[ENTRIES PROVIDED]
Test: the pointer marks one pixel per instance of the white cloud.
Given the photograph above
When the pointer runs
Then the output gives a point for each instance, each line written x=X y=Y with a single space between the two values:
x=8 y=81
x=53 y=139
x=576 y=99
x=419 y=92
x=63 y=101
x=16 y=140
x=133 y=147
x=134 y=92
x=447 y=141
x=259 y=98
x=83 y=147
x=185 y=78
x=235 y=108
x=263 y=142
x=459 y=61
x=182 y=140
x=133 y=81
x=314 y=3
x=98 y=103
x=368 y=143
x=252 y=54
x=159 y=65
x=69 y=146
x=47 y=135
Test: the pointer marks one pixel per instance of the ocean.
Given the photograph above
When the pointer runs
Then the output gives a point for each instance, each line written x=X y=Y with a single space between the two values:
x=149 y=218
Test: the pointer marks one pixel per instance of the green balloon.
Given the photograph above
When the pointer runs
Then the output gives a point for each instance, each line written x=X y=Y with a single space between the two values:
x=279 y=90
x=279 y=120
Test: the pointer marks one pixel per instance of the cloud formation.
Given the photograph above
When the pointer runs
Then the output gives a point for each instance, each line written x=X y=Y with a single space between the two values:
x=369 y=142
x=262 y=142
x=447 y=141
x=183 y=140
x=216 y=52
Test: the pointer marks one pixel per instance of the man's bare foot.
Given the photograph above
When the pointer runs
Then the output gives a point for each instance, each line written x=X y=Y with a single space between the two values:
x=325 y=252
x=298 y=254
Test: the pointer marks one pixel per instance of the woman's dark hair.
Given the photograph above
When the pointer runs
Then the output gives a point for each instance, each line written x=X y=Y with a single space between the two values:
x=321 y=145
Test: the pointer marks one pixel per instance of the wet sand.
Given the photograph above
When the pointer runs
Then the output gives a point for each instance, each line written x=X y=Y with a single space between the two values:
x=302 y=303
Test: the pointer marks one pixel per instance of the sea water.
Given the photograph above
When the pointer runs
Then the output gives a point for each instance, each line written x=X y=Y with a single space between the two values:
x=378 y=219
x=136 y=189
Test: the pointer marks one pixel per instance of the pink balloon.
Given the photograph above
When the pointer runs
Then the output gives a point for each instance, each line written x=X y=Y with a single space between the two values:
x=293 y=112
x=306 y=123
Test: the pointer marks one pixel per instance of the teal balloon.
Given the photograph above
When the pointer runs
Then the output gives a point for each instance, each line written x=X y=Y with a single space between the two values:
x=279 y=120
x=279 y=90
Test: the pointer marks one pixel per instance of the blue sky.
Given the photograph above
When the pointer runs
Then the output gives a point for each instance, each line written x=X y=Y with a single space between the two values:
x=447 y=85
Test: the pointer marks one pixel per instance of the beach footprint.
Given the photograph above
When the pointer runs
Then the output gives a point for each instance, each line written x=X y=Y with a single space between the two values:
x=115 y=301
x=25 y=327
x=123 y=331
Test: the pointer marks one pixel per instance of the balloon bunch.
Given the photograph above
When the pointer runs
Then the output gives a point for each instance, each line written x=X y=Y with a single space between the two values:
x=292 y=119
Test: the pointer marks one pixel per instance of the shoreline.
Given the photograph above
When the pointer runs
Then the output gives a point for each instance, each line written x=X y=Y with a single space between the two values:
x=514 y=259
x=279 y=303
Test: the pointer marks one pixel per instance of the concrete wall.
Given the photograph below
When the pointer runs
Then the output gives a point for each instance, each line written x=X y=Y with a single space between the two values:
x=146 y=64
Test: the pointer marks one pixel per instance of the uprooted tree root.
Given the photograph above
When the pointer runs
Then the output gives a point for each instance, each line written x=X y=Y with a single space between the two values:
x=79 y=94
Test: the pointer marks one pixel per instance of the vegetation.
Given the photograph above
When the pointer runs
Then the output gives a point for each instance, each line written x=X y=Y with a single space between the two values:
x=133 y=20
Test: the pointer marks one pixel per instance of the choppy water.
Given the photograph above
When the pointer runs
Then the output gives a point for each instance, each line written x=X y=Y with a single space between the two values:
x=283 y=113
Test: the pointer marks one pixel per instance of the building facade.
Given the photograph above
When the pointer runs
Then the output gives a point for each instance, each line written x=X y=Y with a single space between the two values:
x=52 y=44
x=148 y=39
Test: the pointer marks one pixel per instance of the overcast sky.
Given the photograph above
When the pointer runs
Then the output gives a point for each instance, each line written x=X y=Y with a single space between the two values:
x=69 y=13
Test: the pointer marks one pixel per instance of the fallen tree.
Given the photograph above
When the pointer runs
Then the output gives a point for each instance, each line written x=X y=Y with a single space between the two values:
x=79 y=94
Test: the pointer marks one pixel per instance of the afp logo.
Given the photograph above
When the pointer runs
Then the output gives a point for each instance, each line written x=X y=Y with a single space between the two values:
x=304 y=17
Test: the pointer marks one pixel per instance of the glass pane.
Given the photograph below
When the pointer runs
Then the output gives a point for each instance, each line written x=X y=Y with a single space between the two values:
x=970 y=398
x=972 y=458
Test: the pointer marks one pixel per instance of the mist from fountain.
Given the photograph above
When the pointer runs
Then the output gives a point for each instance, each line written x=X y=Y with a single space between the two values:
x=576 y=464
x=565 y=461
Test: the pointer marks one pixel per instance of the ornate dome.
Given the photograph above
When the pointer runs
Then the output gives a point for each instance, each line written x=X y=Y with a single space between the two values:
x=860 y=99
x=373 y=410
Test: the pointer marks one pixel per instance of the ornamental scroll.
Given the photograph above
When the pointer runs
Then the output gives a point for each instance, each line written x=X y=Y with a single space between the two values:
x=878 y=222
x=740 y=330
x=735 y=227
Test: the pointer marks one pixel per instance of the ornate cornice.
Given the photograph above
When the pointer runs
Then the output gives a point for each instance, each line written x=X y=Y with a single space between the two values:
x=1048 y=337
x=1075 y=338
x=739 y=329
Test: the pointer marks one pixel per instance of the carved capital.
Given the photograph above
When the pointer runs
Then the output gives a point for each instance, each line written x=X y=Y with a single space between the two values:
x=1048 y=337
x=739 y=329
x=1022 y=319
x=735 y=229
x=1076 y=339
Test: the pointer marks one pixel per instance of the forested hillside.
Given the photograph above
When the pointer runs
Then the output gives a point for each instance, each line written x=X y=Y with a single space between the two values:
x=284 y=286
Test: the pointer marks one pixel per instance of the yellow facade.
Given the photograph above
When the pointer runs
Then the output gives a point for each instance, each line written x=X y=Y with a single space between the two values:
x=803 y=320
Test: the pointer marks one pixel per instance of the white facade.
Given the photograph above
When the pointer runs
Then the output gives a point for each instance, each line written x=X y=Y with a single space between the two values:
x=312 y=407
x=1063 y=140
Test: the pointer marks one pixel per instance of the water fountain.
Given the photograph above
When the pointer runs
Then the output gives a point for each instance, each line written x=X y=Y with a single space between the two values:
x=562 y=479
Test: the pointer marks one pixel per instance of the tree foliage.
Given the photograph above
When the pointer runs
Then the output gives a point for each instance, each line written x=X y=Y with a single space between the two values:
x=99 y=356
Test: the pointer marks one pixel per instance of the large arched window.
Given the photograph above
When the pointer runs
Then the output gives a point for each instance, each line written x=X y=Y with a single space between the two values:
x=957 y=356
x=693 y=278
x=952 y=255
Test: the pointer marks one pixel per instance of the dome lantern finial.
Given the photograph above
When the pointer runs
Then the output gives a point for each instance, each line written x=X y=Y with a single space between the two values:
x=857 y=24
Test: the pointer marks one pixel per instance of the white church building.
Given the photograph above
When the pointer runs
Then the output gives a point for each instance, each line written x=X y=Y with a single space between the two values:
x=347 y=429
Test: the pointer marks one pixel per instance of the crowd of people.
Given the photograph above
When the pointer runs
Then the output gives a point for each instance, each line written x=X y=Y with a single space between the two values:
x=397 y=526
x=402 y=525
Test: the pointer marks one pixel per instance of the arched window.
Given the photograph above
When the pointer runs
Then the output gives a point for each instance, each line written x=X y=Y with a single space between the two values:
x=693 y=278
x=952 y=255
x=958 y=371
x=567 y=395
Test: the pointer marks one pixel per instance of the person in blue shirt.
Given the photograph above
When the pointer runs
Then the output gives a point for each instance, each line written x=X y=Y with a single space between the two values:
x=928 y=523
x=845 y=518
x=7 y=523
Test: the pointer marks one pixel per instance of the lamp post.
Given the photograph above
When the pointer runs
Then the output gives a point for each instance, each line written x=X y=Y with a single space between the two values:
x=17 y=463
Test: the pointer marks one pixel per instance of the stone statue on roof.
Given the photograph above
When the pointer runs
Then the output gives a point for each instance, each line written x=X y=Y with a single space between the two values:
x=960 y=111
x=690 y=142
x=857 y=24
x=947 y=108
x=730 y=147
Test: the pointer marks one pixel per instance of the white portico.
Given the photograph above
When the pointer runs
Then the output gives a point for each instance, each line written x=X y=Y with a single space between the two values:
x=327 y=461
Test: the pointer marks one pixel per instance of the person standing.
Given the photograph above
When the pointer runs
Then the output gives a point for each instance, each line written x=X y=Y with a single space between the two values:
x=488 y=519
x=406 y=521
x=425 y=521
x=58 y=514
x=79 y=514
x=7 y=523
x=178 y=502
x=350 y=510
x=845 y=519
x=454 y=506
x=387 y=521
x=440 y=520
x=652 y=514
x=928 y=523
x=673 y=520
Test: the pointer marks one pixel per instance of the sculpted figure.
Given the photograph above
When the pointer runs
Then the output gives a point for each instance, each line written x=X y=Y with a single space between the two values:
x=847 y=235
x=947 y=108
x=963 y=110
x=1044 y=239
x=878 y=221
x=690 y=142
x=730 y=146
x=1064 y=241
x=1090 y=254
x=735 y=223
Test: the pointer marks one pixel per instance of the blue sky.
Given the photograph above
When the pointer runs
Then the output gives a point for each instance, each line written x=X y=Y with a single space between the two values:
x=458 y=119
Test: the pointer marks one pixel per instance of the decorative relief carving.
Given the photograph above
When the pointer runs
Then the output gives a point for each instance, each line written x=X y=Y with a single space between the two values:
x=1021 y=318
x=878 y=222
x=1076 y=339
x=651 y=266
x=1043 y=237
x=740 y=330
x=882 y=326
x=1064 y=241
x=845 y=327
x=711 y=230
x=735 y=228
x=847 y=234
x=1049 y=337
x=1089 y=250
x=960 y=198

[WORK TO COMPLETE]
From the listing above, count every line where the word "arched" occurs; the answer is that number and nothing else.

[EXERCISE SOLUTION]
2